Extrait
Durant plusieurs décennies, le Fleuve Noir fut incontestablement l'éditeur le plus conservateur et le moins accessible, préférant faire travailler à la chaîne ses auteurs maison plutôt que s'ouvrir aux nouveaux talents. La situation s'inversa complètement durant les années quatre-vingt et la collection « Anticipation » permit à ceux qui allaient devenir les auteurs les plus en vue de la science-fiction française (Ayerdhal, Lehman, Wagner, Genefort…) de faire leurs débuts professionnels. Ces dernières années, si le Fleuve publie toujours autant, sinon plus, de jeunes écrivains, la plupart disparaissent après un ou deux romans, généralement fort médiocres. Qui se souvient aujourd'hui de Hugo van Gaert, Christophe Kauffman ou Lucas Gorka ? Et surtout : qui regrette leur disparition ?
Depuis la fin d' « Anticipation », les choses ne se sont pas arrangées, bien au contraire : la quasi-totalité des premiers romans publiés par le Fleuve Noir sont d'une nullité abyssale. À qui la faute ? À une politique éditoriale aberrante ou simplement à l'absence de bons manuscrits ? Probablement aux deux.

Consigne
Rédigez la suite de l'extrait sur le Fleuve Noir, en reprenant après sa dernière phrase. Les items qui suivent ne sont pas nécessaires.

Données fournies
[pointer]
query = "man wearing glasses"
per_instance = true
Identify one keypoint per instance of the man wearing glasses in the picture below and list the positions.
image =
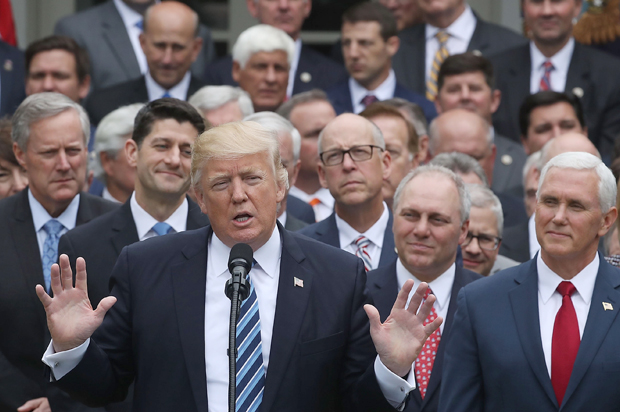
(353, 164)
(431, 219)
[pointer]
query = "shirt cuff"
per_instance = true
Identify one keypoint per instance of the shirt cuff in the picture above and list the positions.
(394, 388)
(62, 363)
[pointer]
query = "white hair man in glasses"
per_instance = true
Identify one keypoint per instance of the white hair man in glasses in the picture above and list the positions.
(353, 164)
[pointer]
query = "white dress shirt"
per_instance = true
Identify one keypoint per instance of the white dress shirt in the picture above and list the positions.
(460, 31)
(560, 61)
(550, 300)
(40, 217)
(324, 208)
(375, 234)
(130, 19)
(384, 91)
(441, 287)
(179, 91)
(145, 222)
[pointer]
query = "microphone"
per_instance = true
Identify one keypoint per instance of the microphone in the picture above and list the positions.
(239, 264)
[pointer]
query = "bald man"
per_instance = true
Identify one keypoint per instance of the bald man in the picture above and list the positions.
(520, 242)
(170, 44)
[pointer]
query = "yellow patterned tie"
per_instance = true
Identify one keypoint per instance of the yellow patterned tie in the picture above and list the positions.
(440, 56)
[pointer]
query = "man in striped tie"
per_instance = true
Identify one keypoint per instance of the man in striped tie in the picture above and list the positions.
(310, 345)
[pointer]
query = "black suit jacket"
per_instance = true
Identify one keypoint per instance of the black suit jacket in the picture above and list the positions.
(383, 289)
(104, 101)
(410, 61)
(314, 71)
(593, 71)
(12, 73)
(24, 335)
(321, 352)
(326, 231)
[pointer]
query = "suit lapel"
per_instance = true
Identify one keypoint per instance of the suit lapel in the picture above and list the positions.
(606, 289)
(188, 283)
(291, 304)
(524, 301)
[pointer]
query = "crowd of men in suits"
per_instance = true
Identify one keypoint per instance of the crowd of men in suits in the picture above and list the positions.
(430, 209)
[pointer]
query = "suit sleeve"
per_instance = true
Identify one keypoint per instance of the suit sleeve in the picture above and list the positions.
(462, 385)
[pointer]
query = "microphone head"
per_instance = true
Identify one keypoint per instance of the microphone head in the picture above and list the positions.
(241, 254)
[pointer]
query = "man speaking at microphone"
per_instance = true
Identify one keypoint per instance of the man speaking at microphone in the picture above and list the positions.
(167, 319)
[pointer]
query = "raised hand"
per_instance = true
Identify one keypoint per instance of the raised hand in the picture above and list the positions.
(70, 317)
(401, 337)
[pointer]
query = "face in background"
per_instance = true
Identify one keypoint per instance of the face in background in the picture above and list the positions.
(287, 15)
(427, 225)
(406, 12)
(163, 160)
(169, 42)
(550, 21)
(482, 222)
(56, 71)
(241, 197)
(547, 122)
(265, 78)
(367, 56)
(468, 91)
(309, 119)
(569, 219)
(396, 143)
(55, 160)
(353, 183)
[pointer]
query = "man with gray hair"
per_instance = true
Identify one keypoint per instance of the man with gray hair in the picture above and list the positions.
(222, 104)
(110, 163)
(50, 136)
(542, 335)
(353, 165)
(431, 219)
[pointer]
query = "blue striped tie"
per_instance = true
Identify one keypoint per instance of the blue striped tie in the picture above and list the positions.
(250, 369)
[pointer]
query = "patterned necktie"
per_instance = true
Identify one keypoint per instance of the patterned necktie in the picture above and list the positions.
(545, 81)
(425, 360)
(362, 244)
(565, 341)
(441, 55)
(50, 248)
(250, 369)
(162, 228)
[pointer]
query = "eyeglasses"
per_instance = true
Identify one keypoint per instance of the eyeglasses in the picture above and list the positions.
(357, 154)
(485, 242)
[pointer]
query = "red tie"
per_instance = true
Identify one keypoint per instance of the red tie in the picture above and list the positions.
(565, 342)
(425, 360)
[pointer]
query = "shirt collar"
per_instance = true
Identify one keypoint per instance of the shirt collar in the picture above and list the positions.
(40, 216)
(267, 257)
(375, 234)
(548, 280)
(179, 91)
(560, 60)
(441, 287)
(144, 222)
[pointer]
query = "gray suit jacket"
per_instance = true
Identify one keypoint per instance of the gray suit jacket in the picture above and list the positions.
(101, 31)
(409, 62)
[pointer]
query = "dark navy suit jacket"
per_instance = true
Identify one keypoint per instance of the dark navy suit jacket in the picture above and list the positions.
(340, 96)
(494, 359)
(383, 288)
(326, 231)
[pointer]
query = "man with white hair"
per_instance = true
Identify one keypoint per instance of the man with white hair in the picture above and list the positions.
(262, 56)
(222, 104)
(543, 336)
(110, 163)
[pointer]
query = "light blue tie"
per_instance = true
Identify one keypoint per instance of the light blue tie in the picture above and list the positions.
(162, 228)
(50, 249)
(250, 369)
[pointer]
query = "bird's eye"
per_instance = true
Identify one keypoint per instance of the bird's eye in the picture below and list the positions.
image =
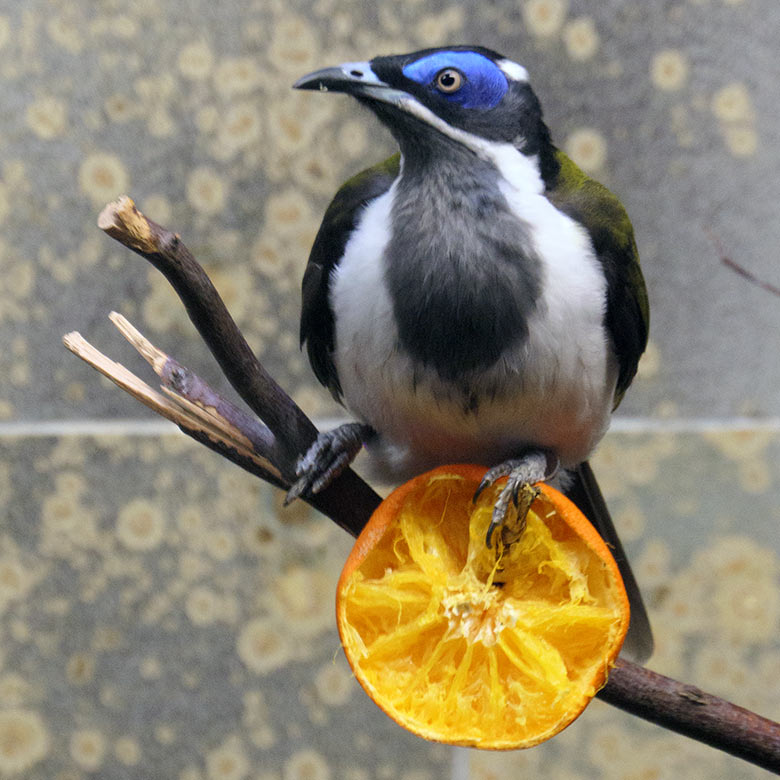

Résultat de l'exercice
La piste indigo est symptomatique de cette crise. Le point de départ de cette histoire n'est pas inintéressant : l'arrêt soudain du principal réseau informatique mondial, basé à Singapour, entraîne l'effondrement du système économique planétaire et attise les tensions internationales. Au Tibet une équipe improvisée d'informaticiens va tenter de débloquer la situation avant qu'il ne soit trop tard. Malheureusement, passé les premières scènes d'exposition, le récit avance à la vitesse d'un cheval mort. De scènes répétitives en dialogues redondants et empruntés au possible (entre autres, les personnages ont tous la fâcheuse manie de répéter le nom de leur interlocuteur toutes les deux phrases), le roman s'enlise et le lecteur s'endort. On en vient à se demander si l'auteur se moque pas de nous lorsqu'il écrit : « Il restait de la guerre une attente interminable, attente de ce qu'il se passe enfin quelque chose. » (p.319) Les derniers doutes sont levés lorsque l'intrigue est enfin résolue, dans un flou artistique absolu, et qu'un des personnages s'exclame : « comment a-t-on gagné, on ne le saura jamais ! » (p.356) Le cynisme de Chabeuil n'a d'égal que la vacuité de son roman, dont la plus impardonnable des tares est d'être encore plus méprisant que méprisable.